### [RECORDS TO USE]

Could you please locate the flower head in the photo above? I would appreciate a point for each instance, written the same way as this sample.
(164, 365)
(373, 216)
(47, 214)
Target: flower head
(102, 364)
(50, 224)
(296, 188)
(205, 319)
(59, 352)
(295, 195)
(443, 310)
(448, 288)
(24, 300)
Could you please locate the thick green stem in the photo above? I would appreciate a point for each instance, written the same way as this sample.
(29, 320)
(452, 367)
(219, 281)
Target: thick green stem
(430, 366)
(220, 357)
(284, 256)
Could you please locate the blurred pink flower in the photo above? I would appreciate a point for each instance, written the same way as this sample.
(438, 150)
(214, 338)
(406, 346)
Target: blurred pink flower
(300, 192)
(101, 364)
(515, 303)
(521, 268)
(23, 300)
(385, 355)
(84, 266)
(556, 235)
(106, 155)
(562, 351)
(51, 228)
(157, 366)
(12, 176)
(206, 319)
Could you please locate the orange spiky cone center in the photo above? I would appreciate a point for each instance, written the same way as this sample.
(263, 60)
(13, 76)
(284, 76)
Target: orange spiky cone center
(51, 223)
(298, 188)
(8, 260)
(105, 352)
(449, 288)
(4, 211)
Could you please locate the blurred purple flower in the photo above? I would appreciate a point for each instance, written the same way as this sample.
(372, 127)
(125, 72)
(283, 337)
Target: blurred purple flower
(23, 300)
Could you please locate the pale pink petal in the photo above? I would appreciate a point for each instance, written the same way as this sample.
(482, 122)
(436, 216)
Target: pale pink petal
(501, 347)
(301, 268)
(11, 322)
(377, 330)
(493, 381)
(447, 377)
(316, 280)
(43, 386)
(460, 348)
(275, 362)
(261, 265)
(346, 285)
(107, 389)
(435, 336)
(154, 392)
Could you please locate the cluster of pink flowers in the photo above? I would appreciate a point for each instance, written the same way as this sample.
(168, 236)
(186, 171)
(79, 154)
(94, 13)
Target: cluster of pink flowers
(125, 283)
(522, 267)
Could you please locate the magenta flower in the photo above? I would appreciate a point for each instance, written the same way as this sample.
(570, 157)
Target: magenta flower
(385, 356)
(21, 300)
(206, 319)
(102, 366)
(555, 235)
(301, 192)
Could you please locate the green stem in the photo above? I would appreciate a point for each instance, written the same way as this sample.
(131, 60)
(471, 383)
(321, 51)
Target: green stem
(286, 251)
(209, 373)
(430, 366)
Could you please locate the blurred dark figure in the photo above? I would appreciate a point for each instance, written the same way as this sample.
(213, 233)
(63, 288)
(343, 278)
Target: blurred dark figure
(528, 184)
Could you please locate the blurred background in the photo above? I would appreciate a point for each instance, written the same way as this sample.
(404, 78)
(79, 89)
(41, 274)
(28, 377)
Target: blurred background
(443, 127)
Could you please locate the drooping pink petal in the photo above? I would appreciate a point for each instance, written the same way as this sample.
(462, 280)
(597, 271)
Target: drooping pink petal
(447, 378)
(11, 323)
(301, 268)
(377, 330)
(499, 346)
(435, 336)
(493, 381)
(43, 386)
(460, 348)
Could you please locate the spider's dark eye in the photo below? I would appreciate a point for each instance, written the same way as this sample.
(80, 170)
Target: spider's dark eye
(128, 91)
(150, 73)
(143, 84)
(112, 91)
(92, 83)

* * *

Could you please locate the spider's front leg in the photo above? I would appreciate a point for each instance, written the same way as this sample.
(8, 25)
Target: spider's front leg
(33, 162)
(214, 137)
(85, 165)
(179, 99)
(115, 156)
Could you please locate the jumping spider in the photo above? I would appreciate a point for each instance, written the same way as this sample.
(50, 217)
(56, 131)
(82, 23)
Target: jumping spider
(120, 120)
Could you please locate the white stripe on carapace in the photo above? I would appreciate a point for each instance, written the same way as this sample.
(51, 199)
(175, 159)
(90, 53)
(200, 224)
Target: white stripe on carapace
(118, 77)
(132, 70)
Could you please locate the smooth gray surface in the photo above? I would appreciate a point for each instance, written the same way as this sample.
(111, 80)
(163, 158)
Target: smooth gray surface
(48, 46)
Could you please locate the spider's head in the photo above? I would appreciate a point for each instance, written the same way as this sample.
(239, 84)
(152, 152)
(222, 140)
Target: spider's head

### [WHAT IS BEING ASKED]
Can you give the rows from the line with "Could you please locate the smooth" to the line with "Target: spider's head" again, replacing "smooth gray surface" with "flat gray surface" and leaving everything else unchanged?

### [RESULT FOR THIS EXERCISE]
Could you please locate the flat gray surface in the photo above? I would appreciate a point for each instance, written the same way as this sample.
(111, 80)
(163, 158)
Target: flat gray surface
(48, 46)
Could you please locate the spider's head in the photo above? I would appreciate a point for each instance, written the same way as this sample.
(239, 84)
(152, 152)
(222, 140)
Target: spider's head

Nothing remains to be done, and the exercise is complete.